> **Source document**

————————

Eschatological Speculations

Eschatological Speculations February 28, 2019

Source: Van Eyck / WikimediaCommons

Saint Augustine with the way he understood original sin and salvation, suggested that the number of the saved would likely be far less than those who are damned, giving us the notion of the massa damnata, the great mass of the damned. In recent times, theologians with universalistic hopes have emerged, daring to hope that all might be saved, if not actually believing that some form of universal salvation will be the eschatological outcome.

Because Augustine’s ideas were replicated by many of his successors in the Latin tradition, many have taken it for granted that his belief in the massa damnata was a part of church tradition which must be accepted. However, what he offered in this matter was his own speculative belief, based upon many presuppositions which the church has not always accepted. The church agrees with him that grace is necessary for salvation, that such grace comes to us from the work of Jesus Christ, and that the church is necessary because it has a special role in spreading grace as it continues to render Christ’s saving presence into the world. What the church does is important, but it does not tell us that grace is limited to those who are knowingly apart of the visible church. The church knows people receive grace in the sacraments, but it doesn’t say that God ‘s grace is limited to those who receive such sacraments: God can render grace to people in his own mysterious ways. If  and when they receive it, it will not be apart from Christ, but through him, though as Karl Rahner suggested, it might be in an anonymous form (just as Jesus indicated in the last judgment, many will be surprised that they have been saved, based upon a relationship they built up with Christ without knowing they have done so cf. Matt. 25:31-46). Augustine’s problem was his limited imagination in regards to God’s love for humanity and how far God is willing to go in order to save everyone. The Augustinian tradition was willing to accept that, in some form, God could be said not to will everyone to be saved.

————————

> **Given problem 1**
Locate every line in the records that contains the word "Should" and copy each of those lines.

————————

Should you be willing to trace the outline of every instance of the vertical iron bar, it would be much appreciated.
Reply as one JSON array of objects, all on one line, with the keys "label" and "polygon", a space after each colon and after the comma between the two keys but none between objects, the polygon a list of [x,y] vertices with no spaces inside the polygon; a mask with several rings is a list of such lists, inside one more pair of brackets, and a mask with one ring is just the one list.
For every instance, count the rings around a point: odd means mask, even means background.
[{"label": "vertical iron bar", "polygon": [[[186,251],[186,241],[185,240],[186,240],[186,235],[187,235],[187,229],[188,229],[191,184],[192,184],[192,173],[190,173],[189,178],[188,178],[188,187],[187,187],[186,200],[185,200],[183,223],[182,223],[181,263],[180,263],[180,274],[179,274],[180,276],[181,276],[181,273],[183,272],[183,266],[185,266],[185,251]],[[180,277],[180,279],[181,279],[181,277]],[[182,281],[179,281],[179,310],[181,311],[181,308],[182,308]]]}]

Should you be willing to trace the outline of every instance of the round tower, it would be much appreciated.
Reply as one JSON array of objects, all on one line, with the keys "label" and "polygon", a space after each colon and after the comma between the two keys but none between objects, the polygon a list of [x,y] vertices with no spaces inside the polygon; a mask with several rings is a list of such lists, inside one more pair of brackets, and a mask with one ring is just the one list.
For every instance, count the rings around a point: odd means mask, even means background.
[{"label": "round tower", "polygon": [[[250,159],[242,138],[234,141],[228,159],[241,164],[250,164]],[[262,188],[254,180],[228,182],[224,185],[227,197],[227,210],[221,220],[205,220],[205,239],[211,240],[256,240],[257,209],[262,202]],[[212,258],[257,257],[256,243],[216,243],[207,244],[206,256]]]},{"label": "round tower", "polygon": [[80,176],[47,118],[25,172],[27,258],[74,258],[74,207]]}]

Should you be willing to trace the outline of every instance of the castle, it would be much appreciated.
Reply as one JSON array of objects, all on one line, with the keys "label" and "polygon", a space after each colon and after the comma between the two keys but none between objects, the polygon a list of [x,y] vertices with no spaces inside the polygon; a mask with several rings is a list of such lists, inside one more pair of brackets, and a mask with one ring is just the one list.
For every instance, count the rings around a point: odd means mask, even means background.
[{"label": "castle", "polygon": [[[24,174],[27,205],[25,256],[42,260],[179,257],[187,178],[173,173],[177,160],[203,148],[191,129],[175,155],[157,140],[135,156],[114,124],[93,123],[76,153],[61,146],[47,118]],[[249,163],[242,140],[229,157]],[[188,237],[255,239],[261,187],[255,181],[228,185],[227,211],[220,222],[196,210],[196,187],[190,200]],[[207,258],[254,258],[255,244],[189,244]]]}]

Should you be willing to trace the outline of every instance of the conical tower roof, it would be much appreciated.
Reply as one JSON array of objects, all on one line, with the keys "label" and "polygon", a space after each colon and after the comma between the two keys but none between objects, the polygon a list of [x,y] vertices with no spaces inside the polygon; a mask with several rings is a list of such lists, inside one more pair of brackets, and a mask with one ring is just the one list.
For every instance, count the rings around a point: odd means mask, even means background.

————————

> **Given problem 2**
Carry the essay on Augustine and the number of the saved further, beginning right after its last sentence.

> **Response 1**
Should you be willing to trace the outline of every instance of the vertical iron bar, it would be much appreciated.
Should you be willing to trace the outline of every instance of the round tower, it would be much appreciated.
Should you be willing to trace the outline of every instance of the castle, it would be much appreciated.
Should you be willing to trace the outline of every instance of the conical tower roof, it would be much appreciated.

> **Response 2**
The View of St. Cyril of Alexandria

Others, however, could suggest that some will be damned, but the number of the damned will be less than the saved. St. Cyril of Alexandria, at least in his Glaphyra on the Pentateuch, hinted at this:

 What then? Though not all have come to believe, the multitude of those who are saved is certainly a great number, exceeding that of those who perish. And with regard to these latter, God declares the feeling of grief to be un-worthwhile, saying in effect, “So they shall eat the fruit of their own way.” For it is possible for them to be saved, if they wish, and to escape the harmful things that have since entered creation, yet they do not accept the Redeemer, who is Christ.[1]

There is some ambiguity in Cyril’s text. Some might think he is talking about those around him, where he saw more were Christian than not, but even if this was the case in his locality, he would know that would not be the case in relation to the whole world. Christianity was still spreading into new regions, with limited success. For this reason, it seems probable he was thinking eschatologically, and there, he believed God’s will to save the world will manifest itself in the greater number of the saved than the damned. But what about the damned? It is not clear he thinks they need to stay among the damned. He said that it was possible for those who are among the damned to become saved, but he did not indicate when this could happen, and whether or not there was a limit to that potential. It is clear that he did not want to suggest all will be necessarily saved, but like many later authors, he also didn’t want to blame God for anyone’s perdition, which is why he suggested that perdition will be established by the damned themselves. Sadly, among those who he held the most negative opinion about their salvation were the Jews, of whom he consistently degrades in his interpretation of the Torah by seeing them as being represented through negative figures like Cain and Ham.[2]

Cyril, following his uncle Theophilus, certainly wanted to distance himself from Origen, but yet he still had more hope for the salvation of the world than Augustine and his followers because Cyril believed that God would indeed save more than those who he will lose. He did not suggest, like Origen, or Hans Urs von Balthasar after him, that there was a possibility that all will be saved, and yet the ambiguity concerning the fate of those who are damned and the possibility that they can still be saved could be engaged and lead later readers to a conclusion similar to that of  C.S. Lewis in the Great Divorce, where Lewis indicated that what will be the fate of humanity in the eschaton is not really known and there is some hope which can emerge for the salvation of all.  Who, when they realize the fruit of their rejection of Christ, will deny him? That is the question which underlies the true the mystery of perdition. It would be unfair to condemn someone without first being given the opportunity of salvation, with full knowledge of what that opportunity entails. Given this, if some truly perish, they would have to deny their own good in order to deny God and Christ’s love for them; why would anyone do that once they understand what is at stake?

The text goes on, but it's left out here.